***** TEXTO DE ORIGEN *****

Orfeo negro no es sólo una introducción de Jean Paul Sartre a la antología
de poesía negra y malgache de Sedar Senghor; también es, en ello mismo, el muestrario
ejemplar de los yerros de Occidente en su comprensión del negro; y también en
ello mismo, cómo sigue Occidente determinando esta percepción del negro sobre
sí, subordinándolo a su propio sentido. Se trata por tanto de una perpetuación
ideológica de los mismos principios que sustentan al racismo occidental,
incluso en su eurocentrismo; una contradicción que se hace apoteósica, cuando
el mismo Sartre explica cómo esto hace de la poesía en lengua francesa la única
verdaderamente revolucionaria.
Contradictoriamente —sobre esa contradicción— no está equivocado en
principio, pero desconoce la raíz del problema; y el error nace con la misma pretensión
de que Sartre prologue esta antología, en busca de su legitimación. Es en esta
búsqueda que el negro vuelve a someterse a Occidente, y hace de todo el
fenómeno de la negritud una mascarada; agitando pancartas de la libertad, pero
como se exhibían las mandíbulas de los negros en los mercados, esta vez
intelectuales en vez de comerciales.

***** LISTADO *****

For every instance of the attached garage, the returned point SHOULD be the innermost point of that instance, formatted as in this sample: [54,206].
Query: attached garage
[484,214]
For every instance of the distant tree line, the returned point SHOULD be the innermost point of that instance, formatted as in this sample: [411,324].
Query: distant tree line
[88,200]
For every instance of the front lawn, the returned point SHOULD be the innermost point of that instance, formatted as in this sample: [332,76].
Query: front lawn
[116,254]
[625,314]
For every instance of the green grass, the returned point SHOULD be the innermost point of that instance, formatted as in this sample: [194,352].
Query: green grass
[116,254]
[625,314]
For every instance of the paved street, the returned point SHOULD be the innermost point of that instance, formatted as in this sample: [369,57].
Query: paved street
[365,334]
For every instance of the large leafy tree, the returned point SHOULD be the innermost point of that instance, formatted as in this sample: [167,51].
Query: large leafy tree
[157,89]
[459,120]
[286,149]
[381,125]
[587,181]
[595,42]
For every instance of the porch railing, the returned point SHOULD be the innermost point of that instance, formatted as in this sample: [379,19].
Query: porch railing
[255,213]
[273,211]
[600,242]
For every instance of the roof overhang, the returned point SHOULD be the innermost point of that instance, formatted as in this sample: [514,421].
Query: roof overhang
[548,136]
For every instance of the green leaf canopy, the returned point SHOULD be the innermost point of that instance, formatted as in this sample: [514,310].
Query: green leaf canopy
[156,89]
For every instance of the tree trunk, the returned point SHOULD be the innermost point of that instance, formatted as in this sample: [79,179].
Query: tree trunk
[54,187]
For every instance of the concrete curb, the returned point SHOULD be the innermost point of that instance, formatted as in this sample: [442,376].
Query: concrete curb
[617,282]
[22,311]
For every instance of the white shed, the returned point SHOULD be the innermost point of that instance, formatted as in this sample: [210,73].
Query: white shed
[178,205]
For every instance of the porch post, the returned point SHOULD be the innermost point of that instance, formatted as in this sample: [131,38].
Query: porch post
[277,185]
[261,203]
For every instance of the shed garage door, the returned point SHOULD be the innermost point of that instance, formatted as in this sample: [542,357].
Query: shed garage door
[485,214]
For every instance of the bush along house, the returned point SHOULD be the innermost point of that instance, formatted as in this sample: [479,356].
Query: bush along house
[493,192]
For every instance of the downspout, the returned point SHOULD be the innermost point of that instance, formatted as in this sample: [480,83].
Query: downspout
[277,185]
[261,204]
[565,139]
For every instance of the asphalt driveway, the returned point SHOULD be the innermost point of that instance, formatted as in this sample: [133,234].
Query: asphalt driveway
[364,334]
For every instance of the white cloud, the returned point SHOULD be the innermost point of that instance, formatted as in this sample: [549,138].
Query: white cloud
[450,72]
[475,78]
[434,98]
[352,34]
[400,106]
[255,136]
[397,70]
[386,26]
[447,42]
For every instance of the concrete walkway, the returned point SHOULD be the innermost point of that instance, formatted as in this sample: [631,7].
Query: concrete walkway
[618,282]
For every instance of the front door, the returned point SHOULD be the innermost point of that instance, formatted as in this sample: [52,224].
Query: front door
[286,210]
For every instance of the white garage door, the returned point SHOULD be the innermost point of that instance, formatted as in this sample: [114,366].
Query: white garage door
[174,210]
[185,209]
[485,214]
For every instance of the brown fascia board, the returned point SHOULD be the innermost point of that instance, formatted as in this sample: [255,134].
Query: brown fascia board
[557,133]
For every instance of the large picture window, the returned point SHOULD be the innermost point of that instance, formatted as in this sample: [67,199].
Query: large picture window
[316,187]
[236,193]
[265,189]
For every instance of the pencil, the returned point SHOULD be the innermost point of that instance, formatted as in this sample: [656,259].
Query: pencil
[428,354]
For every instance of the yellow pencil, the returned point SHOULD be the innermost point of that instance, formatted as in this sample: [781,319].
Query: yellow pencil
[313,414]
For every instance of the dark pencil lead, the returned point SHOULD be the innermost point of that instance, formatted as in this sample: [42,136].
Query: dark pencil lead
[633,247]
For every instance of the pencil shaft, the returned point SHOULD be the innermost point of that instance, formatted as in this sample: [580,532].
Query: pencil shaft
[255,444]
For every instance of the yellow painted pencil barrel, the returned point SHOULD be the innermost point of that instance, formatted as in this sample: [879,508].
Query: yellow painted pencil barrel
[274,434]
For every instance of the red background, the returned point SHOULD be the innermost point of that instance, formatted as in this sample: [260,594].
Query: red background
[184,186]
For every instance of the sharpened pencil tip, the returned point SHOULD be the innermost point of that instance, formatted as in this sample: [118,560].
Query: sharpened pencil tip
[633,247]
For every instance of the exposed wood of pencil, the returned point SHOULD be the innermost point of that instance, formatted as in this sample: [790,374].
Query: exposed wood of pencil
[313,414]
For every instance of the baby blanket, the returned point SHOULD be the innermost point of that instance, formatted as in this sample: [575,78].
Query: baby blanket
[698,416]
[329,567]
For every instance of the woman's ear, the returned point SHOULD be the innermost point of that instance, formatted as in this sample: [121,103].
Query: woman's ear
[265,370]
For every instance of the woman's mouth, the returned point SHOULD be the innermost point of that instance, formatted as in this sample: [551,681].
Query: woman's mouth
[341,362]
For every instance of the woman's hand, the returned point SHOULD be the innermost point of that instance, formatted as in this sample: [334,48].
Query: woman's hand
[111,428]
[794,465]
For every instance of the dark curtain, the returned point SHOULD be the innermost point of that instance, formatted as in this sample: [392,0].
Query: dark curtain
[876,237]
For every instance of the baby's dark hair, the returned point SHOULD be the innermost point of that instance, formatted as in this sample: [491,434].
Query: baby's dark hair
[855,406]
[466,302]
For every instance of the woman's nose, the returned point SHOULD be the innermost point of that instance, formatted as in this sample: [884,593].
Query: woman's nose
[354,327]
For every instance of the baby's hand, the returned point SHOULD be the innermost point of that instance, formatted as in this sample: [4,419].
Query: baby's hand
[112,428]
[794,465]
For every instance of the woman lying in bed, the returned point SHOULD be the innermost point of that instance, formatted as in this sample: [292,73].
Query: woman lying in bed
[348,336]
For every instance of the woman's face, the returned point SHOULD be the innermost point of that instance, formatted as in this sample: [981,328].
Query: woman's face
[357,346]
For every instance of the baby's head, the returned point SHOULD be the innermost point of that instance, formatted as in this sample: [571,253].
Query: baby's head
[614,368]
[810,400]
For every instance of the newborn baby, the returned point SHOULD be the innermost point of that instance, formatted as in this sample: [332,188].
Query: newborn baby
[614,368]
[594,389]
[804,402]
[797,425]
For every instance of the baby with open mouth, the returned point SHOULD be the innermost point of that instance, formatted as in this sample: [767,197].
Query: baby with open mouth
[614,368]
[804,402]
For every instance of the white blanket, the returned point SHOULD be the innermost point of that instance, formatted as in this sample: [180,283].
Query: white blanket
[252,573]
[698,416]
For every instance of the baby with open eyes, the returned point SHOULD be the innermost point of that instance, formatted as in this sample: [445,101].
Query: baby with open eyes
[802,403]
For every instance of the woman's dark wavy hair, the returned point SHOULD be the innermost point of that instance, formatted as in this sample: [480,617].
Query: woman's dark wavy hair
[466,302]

*****

> **CONSIGNAS**
[1] Identifica en el listado cada línea que contenga la palabra "window" y cópiala completa.
[2] Retoma el texto sobre Orfeo negro de Sartre y continúalo a partir de su última oración.

> **CONJUNTO DE RESPUESTAS**
[1]
For every instance of the large picture window, the returned point SHOULD be the innermost point of that instance, formatted as in this sample: [67,199].
Query: large picture window

[2]
Respecto a ese carácter revolucionario de la poesía en lengua francesa, es
excesivo pero apunta a su origen; que siendo cultural es de todo el desarrollo
ideológico de Occidente, florecido en el inmanentismo moderno; que nacido en la
crítica cartesiana al trascendentalismo antiguo, vuelve a contraerse en ese
sentido que adquiere a partir del humanismo. De ese modo, la cultura moderna es
tan trascendentalista como la antigua, luego del impase del inmano trascendentalismo
cristiano; pero aunque ahora —y ahí está la vuelta del desarrollo dialéctico—
como trascendentalismo histórico, que no es menos determinista y absoluto.
De todas formas, significa un acercamiento —como contracción— a la
conciliación de las contradicciones hermenéuticas primeras; con una comprensión
paulatina del valor inmano trascendente de la realidad en cuanto humana, como
un desarrollo comenzado por el idealismo trascendental kantiano. Esta es en
ello la contradicción primera, que explica la incomprensión moderna de los
problemas del individuo; sujetándolo a las necesidades políticas de la
sociedad, no menos supuestas —en tanto morales— que las religiosas.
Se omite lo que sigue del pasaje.